AIM -
Please add -62 to each number in the answer coordinates and write out every line again, starting with the line containing "Target: green foliage" and going on through the end of the items, both ends included.

[Start DATA ROWS]

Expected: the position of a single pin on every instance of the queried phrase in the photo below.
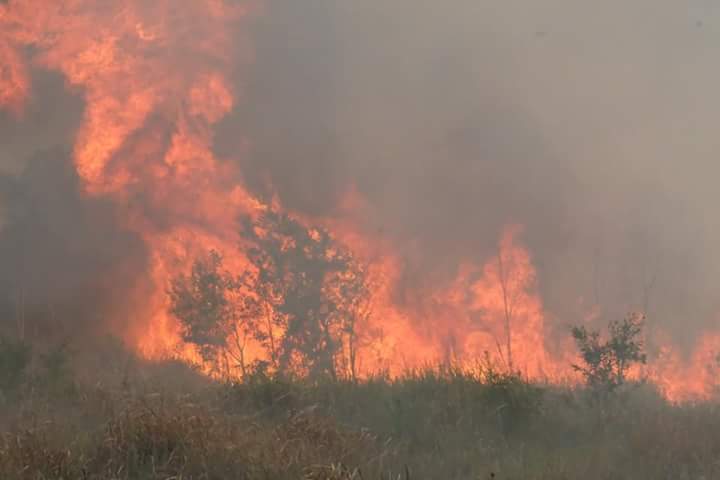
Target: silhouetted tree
(306, 289)
(606, 363)
(201, 302)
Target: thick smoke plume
(593, 127)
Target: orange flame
(155, 79)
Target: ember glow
(155, 77)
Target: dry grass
(166, 422)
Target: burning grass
(134, 420)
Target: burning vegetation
(303, 340)
(236, 280)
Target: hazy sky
(593, 124)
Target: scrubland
(105, 414)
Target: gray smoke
(590, 124)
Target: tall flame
(155, 77)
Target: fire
(155, 77)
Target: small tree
(606, 363)
(308, 292)
(201, 303)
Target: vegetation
(606, 363)
(138, 420)
(300, 301)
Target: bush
(15, 359)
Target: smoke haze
(592, 125)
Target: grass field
(107, 415)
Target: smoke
(590, 125)
(67, 269)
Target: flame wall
(418, 133)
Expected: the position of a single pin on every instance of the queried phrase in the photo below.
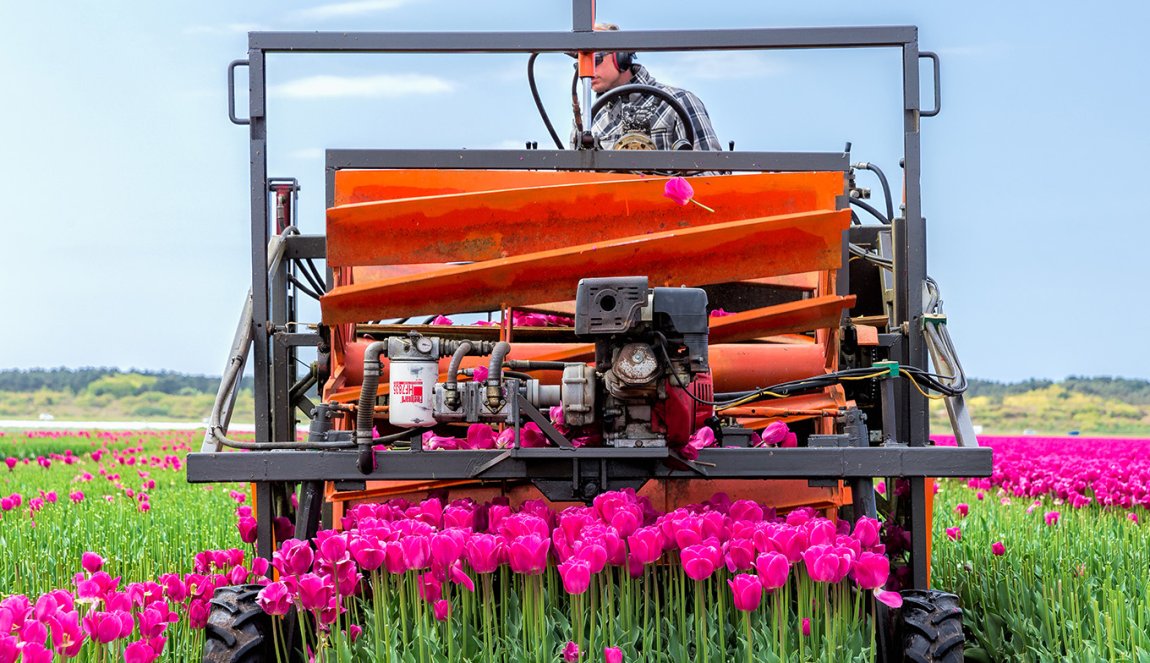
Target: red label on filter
(407, 392)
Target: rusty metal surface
(799, 316)
(695, 255)
(493, 224)
(354, 186)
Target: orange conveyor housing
(419, 243)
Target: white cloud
(363, 86)
(225, 29)
(715, 66)
(351, 8)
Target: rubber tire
(932, 627)
(238, 630)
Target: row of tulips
(704, 583)
(1045, 576)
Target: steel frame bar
(910, 243)
(796, 463)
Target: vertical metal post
(583, 15)
(259, 200)
(265, 513)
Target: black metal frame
(275, 340)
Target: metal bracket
(231, 92)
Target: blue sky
(124, 187)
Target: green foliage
(1064, 592)
(1090, 406)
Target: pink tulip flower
(91, 562)
(699, 561)
(528, 554)
(575, 575)
(746, 591)
(773, 570)
(483, 553)
(274, 599)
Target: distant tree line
(1124, 390)
(77, 380)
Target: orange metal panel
(489, 225)
(799, 316)
(695, 255)
(735, 367)
(354, 186)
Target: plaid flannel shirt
(666, 128)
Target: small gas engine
(650, 385)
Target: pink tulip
(91, 562)
(746, 591)
(315, 592)
(891, 599)
(430, 588)
(293, 557)
(483, 553)
(679, 190)
(528, 554)
(575, 575)
(442, 609)
(274, 599)
(871, 570)
(773, 570)
(699, 561)
(645, 545)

[End DATA ROWS]

EXERCISE SOLUTION -
Target: green foliage
(1002, 530)
(1028, 344)
Target: pink tulip flower
(29, 500)
(637, 499)
(466, 492)
(513, 513)
(684, 529)
(711, 508)
(421, 491)
(212, 537)
Target: distant tree line
(1062, 328)
(15, 318)
Target: orange metal panel
(427, 163)
(737, 254)
(633, 193)
(673, 305)
(292, 124)
Target: plaid flannel shirt
(604, 66)
Target: small gas engine
(588, 323)
Target: pink tulip
(29, 500)
(684, 529)
(253, 530)
(829, 537)
(368, 526)
(231, 495)
(421, 491)
(617, 128)
(466, 492)
(513, 513)
(380, 547)
(212, 537)
(809, 508)
(711, 508)
(637, 499)
(583, 483)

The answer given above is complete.